Top of RECORD EXCERPTS
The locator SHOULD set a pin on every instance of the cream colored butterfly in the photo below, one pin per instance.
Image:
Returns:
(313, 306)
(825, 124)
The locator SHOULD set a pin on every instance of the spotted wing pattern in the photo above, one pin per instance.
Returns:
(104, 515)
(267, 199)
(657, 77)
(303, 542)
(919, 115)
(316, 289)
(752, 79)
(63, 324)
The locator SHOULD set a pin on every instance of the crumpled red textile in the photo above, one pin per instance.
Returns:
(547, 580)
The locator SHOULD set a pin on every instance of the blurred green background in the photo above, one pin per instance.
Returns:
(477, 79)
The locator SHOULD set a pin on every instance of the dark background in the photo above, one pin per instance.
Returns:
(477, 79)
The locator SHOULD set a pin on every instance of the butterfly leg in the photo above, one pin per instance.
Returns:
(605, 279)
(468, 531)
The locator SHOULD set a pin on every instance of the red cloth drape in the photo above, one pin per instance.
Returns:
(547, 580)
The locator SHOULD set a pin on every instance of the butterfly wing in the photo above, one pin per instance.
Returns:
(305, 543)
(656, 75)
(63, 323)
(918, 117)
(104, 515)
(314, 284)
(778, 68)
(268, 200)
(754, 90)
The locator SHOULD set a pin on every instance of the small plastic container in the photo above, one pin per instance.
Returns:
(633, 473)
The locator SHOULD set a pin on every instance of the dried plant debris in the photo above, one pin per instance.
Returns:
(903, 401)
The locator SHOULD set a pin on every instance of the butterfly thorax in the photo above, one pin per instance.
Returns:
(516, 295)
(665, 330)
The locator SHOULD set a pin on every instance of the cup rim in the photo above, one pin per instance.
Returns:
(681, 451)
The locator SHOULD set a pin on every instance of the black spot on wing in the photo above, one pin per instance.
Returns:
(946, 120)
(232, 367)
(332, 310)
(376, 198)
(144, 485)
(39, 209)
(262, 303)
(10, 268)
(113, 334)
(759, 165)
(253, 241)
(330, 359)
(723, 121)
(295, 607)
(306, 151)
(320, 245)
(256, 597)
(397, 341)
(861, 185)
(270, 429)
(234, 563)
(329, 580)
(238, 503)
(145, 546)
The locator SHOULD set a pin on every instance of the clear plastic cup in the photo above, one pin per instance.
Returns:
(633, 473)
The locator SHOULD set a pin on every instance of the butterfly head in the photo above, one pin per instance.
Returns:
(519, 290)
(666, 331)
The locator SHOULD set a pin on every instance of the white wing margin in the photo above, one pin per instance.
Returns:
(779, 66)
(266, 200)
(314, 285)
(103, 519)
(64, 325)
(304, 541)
Bottom of RECORD EXCERPTS
• [WHAT IS REQUIRED] Give every entry again, exactly as it reads.

• [SOLUTION FOR THIS EXERCISE]
The locator SHOULD set a pin on every instance of the cream colored butterfly in the photo below, one pin per instance.
Image:
Returns:
(313, 306)
(825, 124)
The locator SHOULD set a pin on every instance of the spotted wing pattern in the photo above, one pin per instance.
Returns:
(104, 515)
(267, 199)
(657, 77)
(303, 542)
(919, 115)
(316, 289)
(752, 79)
(63, 324)
The locator SHOULD set a pin on every instance of the crumpled red textile in the photo above, one pin per instance.
Returns:
(547, 580)
The locator SHOULD set a pin on every instance of the blurred green background in the photo above, one pin per instance.
Returns:
(477, 79)
The locator SHOULD set a pin on every instance of the dark background in the photo above, one pin per instance.
Returns:
(477, 79)
The locator SHOULD set a pin on every instance of the butterfly leg in the photo above, one pin per instance.
Returns:
(605, 279)
(468, 531)
The locator SHOULD set a pin on every instance of the red cloth drape in the photo above, one pin per instance.
Returns:
(547, 580)
The locator SHOULD set a pin on every instance of the butterfly wing in the photo above, one pin per instance.
Returns:
(305, 543)
(656, 75)
(63, 323)
(918, 117)
(104, 515)
(314, 284)
(778, 68)
(268, 200)
(754, 90)
The locator SHOULD set a pin on every instance of the small plastic container in the photo above, one pin per instance.
Returns:
(633, 473)
The locator SHOULD set a pin on every instance of the dried plant debris in the photo above, one pin per instance.
Returns:
(903, 401)
The locator SHOULD set a pin on every instance of the butterfly thorax in the photo above, one pin per instance.
Returns:
(516, 295)
(665, 330)
The locator SHOULD set a pin on every instance of the cup rim in the photo above, one pin per instance.
Returns:
(681, 451)
The locator SHOULD set a pin on every instance of the black spot on wing in the photo above, one pin per instance.
Returns:
(946, 120)
(232, 367)
(332, 310)
(376, 198)
(144, 485)
(39, 209)
(262, 303)
(10, 268)
(113, 334)
(759, 165)
(253, 241)
(330, 359)
(723, 121)
(295, 607)
(306, 151)
(320, 245)
(256, 597)
(397, 341)
(861, 185)
(270, 429)
(234, 563)
(329, 580)
(238, 503)
(145, 546)
The locator SHOULD set a pin on every instance of the clear plastic cup in the photo above, one pin per instance.
Returns:
(633, 473)
The locator SHOULD set a pin on every instance of the butterfly head in the photo above, one pin per instance.
Returns:
(519, 290)
(666, 331)
The locator SHOULD set a pin on every instance of the white wing margin in the photo above, one pin per instance.
Returns:
(779, 66)
(266, 200)
(314, 285)
(103, 519)
(64, 325)
(304, 541)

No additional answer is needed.